** begin PAGE **

It’s officially holiday season. That’s right: Grey Thursday, Black Friday, Small Business Saturday, and Cyber Monday are just around the corner, so be sure to get your tent set up in line, put your fighting gloves on for five a.m. door buster sales, and fill your wallet up with green.
Not the holidays you thought I was referring to?
Black Friday
In recent years, commercial shopping-related events have occupied a sort of unofficial slot on the calendar after Thanksgiving. How exactly did retail holidays become as synonymous with Thanksgiving as pumpkin pie and bloated bellies?
Starting in the late nineteenth century, when store sponsored Thanksgiving parades were all the rage, most retailers adhered to an unofficial agreement that they would not start to aggressively market holiday shopping until the day after Thanksgiving. But in 1939, when Thanksgiving was set to fall on November 30, the Retail Dry Goods Association wrote to Franklin Roosevelt, warning him that the late falling of Thanksgiving would cut too severely into the season of plenty for retailers. Roosevelt made a simple concession: he moved Thanksgiving from the last Thursday in November to the fourth Thursday in November, where it remains to this day.
The actual name for Black Friday dates back to the mid-1960s in Philadelphia. The Friday in question was snuggled neatly between Thanksgiving and the traditional Army-Navy football game that Saturday. The Friday after Thanksgiving was a day prized by retailers for the hordes of suburban shoppers and tourists that flooded the City of Brotherly Love in anticipation of the big game, but it was dreaded by the police force, which saw increased shoplifting and streets crowded with thousands of rowdy football fans. Philly cops began to refer to the day as “Black Friday.”

** end PAGE **
** begin EXTRACTED MATERIAL **

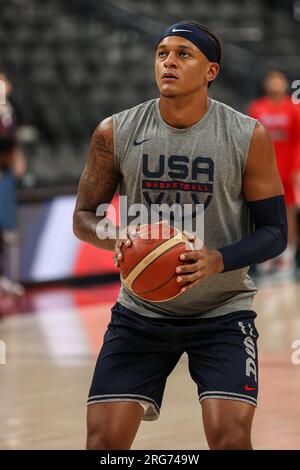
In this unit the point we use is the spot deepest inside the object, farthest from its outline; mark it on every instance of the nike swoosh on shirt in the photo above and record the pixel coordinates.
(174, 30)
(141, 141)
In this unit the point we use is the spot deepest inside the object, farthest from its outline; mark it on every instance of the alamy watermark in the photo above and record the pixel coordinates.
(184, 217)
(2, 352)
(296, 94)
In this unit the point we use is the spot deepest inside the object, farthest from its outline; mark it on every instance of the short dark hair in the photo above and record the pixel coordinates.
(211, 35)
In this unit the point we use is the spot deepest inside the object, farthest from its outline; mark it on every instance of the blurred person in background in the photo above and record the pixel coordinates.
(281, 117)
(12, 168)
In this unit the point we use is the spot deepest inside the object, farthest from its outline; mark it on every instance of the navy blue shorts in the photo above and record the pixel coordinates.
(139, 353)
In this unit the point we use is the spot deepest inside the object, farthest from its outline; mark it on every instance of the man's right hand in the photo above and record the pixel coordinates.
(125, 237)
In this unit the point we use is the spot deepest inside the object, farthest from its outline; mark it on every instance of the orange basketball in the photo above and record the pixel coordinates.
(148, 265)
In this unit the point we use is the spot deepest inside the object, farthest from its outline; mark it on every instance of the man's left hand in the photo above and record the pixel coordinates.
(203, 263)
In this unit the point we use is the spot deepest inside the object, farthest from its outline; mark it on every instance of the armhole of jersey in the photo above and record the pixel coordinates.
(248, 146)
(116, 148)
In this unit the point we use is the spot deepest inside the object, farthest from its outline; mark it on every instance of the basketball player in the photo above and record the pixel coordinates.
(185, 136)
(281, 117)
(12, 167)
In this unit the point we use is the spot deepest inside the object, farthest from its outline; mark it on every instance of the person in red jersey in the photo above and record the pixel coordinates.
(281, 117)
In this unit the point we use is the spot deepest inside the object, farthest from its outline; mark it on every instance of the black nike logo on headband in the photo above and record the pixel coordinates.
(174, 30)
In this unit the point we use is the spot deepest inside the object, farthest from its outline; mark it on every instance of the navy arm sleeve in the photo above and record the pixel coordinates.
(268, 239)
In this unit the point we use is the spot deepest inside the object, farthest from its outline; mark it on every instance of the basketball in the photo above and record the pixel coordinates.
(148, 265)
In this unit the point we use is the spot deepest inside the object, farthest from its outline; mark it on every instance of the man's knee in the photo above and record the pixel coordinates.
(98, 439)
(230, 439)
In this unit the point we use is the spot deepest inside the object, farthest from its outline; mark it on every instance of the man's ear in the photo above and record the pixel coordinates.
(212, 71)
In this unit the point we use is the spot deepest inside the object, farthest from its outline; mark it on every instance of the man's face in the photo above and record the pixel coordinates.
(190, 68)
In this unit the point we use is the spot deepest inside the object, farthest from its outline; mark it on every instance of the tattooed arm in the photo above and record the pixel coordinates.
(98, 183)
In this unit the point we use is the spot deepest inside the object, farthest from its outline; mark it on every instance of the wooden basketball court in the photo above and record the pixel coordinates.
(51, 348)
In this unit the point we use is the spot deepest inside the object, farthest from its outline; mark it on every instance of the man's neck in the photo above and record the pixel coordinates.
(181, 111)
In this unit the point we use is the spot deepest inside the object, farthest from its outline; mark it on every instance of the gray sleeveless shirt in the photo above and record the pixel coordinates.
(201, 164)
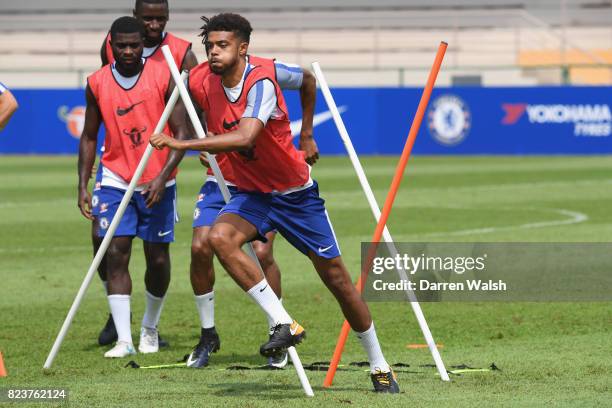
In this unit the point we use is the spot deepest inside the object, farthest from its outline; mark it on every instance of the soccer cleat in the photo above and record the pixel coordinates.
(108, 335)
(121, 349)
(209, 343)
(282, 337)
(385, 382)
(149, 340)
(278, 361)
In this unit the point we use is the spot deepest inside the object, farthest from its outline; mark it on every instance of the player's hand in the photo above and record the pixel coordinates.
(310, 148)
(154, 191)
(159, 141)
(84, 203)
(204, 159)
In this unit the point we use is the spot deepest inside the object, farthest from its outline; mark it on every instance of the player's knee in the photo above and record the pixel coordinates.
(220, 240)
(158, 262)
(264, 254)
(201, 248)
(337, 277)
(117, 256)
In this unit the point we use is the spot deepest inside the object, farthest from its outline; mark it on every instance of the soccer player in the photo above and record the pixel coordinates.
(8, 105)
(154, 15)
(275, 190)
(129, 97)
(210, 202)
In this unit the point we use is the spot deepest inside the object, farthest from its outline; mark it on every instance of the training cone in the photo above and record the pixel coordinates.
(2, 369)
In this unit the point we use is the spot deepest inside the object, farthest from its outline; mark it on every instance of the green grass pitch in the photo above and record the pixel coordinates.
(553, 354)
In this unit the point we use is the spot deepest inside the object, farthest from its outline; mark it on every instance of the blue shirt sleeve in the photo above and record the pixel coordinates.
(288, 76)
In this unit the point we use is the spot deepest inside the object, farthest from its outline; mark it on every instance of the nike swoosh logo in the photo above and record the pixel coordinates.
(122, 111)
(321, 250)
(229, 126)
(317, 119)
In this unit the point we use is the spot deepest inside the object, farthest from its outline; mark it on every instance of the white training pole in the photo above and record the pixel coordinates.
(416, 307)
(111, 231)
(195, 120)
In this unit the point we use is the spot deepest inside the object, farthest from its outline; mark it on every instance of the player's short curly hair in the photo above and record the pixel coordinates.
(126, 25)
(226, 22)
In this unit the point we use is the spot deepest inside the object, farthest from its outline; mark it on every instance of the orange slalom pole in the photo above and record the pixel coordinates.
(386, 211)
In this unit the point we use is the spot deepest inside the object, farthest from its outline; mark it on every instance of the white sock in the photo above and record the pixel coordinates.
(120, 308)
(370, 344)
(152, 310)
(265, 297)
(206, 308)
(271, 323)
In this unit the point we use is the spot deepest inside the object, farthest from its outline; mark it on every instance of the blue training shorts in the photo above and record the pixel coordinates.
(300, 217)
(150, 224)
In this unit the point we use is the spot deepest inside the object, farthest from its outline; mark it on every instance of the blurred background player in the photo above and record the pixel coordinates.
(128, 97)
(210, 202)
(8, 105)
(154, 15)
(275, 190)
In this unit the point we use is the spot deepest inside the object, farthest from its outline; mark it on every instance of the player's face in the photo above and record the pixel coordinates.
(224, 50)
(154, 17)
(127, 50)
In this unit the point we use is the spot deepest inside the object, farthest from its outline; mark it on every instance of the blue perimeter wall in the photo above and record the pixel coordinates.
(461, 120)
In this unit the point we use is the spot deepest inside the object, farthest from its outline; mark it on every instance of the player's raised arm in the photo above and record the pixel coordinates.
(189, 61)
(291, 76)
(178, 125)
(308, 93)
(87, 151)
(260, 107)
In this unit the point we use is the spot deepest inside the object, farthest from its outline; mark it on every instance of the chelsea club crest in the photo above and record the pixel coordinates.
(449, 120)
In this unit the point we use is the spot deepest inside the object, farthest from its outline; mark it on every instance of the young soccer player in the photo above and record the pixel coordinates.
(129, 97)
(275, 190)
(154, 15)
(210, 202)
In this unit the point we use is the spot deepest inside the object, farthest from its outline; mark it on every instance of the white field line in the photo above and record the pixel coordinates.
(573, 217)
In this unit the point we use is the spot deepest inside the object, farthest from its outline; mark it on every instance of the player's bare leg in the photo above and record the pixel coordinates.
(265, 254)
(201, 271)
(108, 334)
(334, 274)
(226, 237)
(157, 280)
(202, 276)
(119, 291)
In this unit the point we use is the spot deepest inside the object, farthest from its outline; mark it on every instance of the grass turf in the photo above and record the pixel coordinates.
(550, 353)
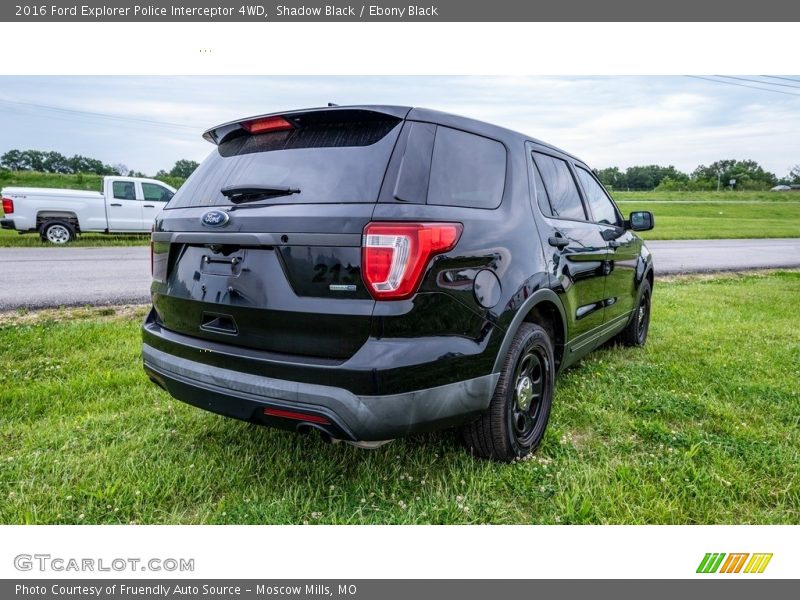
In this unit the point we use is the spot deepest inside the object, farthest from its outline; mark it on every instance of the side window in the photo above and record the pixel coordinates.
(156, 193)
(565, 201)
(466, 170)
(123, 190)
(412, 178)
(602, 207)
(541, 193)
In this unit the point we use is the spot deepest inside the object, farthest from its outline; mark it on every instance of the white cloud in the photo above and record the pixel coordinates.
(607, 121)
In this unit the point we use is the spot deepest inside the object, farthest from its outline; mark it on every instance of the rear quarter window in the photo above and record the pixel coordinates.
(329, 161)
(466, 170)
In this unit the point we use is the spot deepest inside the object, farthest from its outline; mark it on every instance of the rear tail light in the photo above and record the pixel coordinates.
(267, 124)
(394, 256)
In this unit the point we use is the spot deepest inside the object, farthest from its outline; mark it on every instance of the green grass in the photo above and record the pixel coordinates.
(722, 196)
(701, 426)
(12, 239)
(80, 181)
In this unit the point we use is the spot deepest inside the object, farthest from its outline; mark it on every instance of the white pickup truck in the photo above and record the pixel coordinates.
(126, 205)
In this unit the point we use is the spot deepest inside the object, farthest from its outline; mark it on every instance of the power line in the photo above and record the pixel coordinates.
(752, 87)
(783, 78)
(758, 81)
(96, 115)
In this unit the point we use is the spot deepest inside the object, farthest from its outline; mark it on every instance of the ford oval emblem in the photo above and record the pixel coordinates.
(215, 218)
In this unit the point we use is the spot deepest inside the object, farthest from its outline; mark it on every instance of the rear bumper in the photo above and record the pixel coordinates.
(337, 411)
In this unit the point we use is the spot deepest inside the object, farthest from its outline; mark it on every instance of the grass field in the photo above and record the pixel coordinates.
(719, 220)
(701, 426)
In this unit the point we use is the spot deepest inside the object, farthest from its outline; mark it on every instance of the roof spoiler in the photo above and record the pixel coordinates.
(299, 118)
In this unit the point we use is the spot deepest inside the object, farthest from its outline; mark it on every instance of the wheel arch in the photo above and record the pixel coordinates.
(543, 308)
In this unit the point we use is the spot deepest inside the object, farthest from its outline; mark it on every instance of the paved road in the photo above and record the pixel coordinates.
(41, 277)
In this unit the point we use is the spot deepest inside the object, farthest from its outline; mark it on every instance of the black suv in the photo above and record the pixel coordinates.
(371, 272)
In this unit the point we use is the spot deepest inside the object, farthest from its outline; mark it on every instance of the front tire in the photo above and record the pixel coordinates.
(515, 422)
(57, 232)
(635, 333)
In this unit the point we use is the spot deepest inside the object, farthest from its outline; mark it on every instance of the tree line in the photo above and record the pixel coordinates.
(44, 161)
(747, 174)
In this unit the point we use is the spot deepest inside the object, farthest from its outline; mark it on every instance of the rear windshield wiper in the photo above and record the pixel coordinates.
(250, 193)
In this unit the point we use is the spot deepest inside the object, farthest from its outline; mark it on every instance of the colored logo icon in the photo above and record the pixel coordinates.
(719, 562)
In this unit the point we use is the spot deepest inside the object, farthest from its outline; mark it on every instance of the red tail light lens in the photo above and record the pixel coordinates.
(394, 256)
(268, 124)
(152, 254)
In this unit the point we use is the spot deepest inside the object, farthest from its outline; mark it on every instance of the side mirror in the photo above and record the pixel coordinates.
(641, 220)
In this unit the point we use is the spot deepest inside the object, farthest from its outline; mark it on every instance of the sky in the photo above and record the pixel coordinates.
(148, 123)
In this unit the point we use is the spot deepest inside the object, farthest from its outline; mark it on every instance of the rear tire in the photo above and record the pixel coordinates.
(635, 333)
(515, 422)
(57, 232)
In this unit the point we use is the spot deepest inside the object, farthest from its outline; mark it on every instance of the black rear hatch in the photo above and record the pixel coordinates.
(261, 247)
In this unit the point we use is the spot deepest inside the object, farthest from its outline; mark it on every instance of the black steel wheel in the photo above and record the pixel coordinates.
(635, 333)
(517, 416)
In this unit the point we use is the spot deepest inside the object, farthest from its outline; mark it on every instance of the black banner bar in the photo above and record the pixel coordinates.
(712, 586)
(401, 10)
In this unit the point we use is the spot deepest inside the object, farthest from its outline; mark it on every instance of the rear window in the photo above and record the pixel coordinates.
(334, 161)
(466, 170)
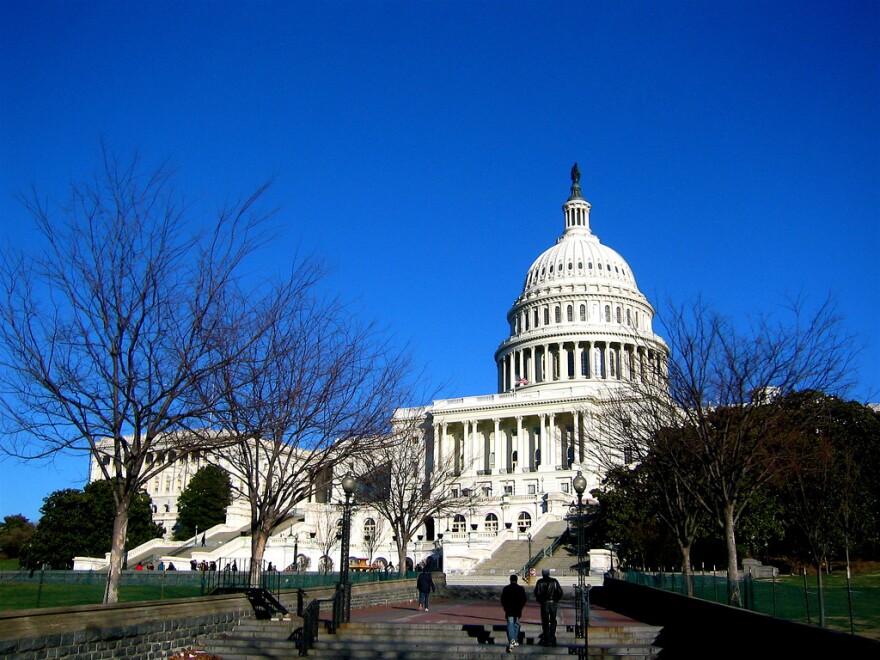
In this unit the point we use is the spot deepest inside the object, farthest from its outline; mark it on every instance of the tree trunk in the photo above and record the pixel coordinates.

** end EXTRACTED MATERIAL **

REQUIRED TASK 1: Put this sentence from the Black Friday article into Spanish: "Philly cops began to refer to the day as “Black Friday.”"
REQUIRED TASK 2: Carry the Black Friday article on past its last sentence.
Nothing in the records is needed here.

EXPECTED OUTPUT 1: Los policías de Filadelfia empezaron a referirse a ese día como «Black Friday».

EXPECTED OUTPUT 2:
By the early 1980s, Black Friday had become a national event. Retailers and media sources alike simply reinvented the term’s origin story, claiming that it was coined in reference to an accounting idiom: being “in the red” vs. “in the black.” This idiom refers to retailers’ old habit of recording their losses in red and their gains in black, and so Black Friday was positioned as the coveted day when retailers would finally go from being in the red to being in the black.
Cyber Monday
If there are two things marketing agencies understand about language, it’s that 1) having a name for something gives it a sense of validity, and 2) language has the power to create self-fulfilling prophecies.
That’s exactly how the term “Cyber Monday” was born. In 2005, the National Retail Federation’s e-commerce division was trying to come up with ways to boost online shopping during the holiday season. They wanted to capitalize off of Black Friday’s success by creating a tandem holiday, so they sat down and started brainstorming names. They considered Black Monday, but that seemed too obvious, Blue Monday sounded too somber, and Green Monday sounded too environmentalist. They decided to ditch the colors and get straight to the point – Cyber Monday was to be marketed, after all, as a day for online shopping.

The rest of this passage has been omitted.